Week 5 HW: Protein Design II
Part 1
1. Retrieve SOD1 sequence and introduce A4V
MATKVCVVLKGDGPVQGIINFEQKESNGPVKVWGSIKGLTEGLHGFHVHEFGDNTAGCTSAGPHFNPLSRKHGGPKDEERHVGDLGNVTADKDGVADVSIEDSVISLSGDHCIIGRTLVVHEKADDLGKGGNEESTKTGNAGSRLACGVIGIAQ
2. PepMLM-generated 12-aa peptides + known binder
(lower = higher model confidence in the binder).
| ID | Peptide (12 aa) | Source | Perplexity (PepMLM) |
|---|---|---|---|
| P1 | WHSPVAAARLKE | PepMLM | 11.721713 |
| P2 | KRYGAAAARHKK | PepMLM | 11.211369 |
| P3 | WRYPVAGLALKE | PepMLM | 13.068802 |
| P4 | WHSPPAAVALGE | PepMLM | 12.159801 |
| Ref | FLYRWLPSRRGG | known SOD1 binder | N/A |
Observation (PepMLM confidence by perplexity):
Among generated candidates, P2 (KRYGAAAARHKK) has the lowest perplexity (highest PepMLM confidence), while P3 (WRYPVAGLALKE) has the highest perplexity (lowest confidence among the four).

- Provided material -
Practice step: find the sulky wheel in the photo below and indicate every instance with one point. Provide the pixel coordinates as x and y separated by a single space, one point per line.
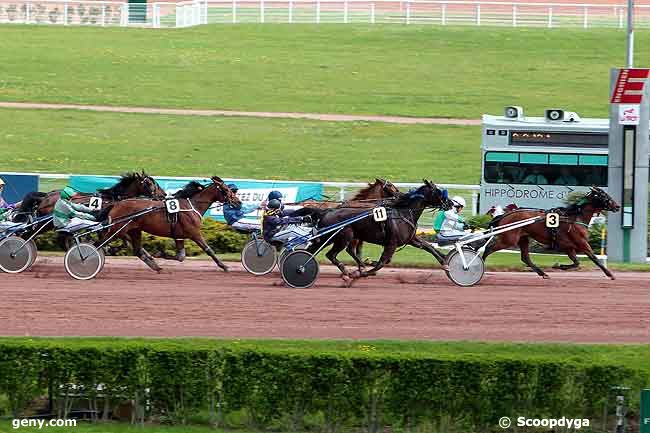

- Exercise instructions -
In the protein design homework, list every peptide that PepMLM generated, giving each one's ID, sequence, and perplexity.

- Result of the task -
P1: WHSPVAAARLKE, perplexity 11.721713
P2: KRYGAAAARHKK, perplexity 11.211369
P3: WRYPVAGLALKE, perplexity 13.068802
P4: WHSPPAAVALGE, perplexity 12.159801